● **The task**
Extract every line in the listing below that contains the string "dark".

━━ Listed records

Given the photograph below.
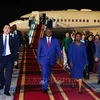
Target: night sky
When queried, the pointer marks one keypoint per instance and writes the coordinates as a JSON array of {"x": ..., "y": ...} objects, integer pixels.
[{"x": 11, "y": 12}]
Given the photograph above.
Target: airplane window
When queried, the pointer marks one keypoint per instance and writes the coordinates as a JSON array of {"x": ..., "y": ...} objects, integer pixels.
[{"x": 72, "y": 20}]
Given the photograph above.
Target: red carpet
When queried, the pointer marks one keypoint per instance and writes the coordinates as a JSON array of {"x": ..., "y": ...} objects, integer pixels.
[
  {"x": 29, "y": 81},
  {"x": 59, "y": 89}
]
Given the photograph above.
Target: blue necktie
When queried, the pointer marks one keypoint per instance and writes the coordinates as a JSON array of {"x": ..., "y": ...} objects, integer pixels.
[{"x": 4, "y": 50}]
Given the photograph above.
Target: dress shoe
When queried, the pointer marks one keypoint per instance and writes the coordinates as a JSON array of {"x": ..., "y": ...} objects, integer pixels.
[
  {"x": 45, "y": 91},
  {"x": 7, "y": 93},
  {"x": 1, "y": 86},
  {"x": 98, "y": 81}
]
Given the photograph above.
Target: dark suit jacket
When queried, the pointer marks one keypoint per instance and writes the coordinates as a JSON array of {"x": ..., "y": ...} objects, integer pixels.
[
  {"x": 19, "y": 38},
  {"x": 43, "y": 53},
  {"x": 12, "y": 44}
]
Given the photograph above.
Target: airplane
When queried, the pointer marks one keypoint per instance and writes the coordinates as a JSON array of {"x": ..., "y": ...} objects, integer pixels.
[{"x": 71, "y": 19}]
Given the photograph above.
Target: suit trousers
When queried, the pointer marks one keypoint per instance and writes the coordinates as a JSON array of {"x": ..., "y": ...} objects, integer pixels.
[{"x": 6, "y": 69}]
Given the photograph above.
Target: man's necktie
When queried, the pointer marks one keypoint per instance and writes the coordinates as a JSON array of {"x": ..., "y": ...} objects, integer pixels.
[
  {"x": 4, "y": 50},
  {"x": 48, "y": 42}
]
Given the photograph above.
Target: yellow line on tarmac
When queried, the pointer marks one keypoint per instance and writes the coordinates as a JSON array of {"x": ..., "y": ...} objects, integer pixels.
[
  {"x": 49, "y": 92},
  {"x": 89, "y": 91},
  {"x": 21, "y": 95}
]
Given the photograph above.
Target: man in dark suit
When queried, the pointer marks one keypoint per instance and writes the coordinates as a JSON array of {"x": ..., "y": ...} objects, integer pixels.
[
  {"x": 19, "y": 38},
  {"x": 97, "y": 59},
  {"x": 7, "y": 58},
  {"x": 48, "y": 51}
]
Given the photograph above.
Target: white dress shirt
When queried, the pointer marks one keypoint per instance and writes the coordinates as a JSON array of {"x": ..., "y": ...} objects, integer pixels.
[{"x": 7, "y": 44}]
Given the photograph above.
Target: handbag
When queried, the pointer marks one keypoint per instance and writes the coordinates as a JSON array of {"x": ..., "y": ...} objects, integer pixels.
[{"x": 86, "y": 73}]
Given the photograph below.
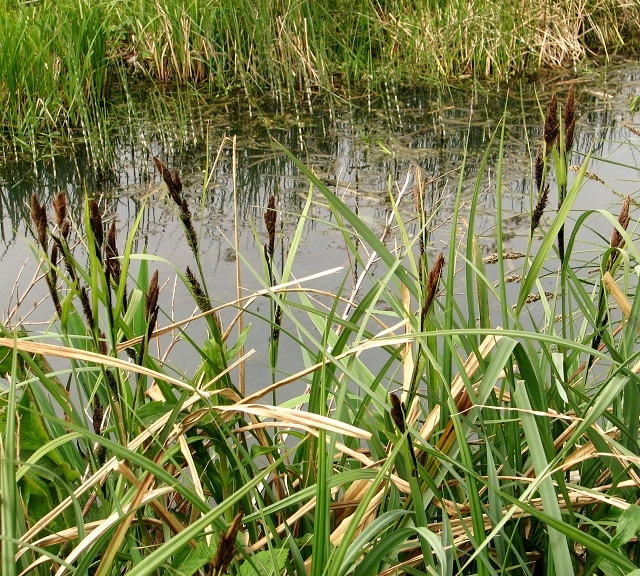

━━━━

● **The completed task**
Target: dark suit jacket
Target: man in dark suit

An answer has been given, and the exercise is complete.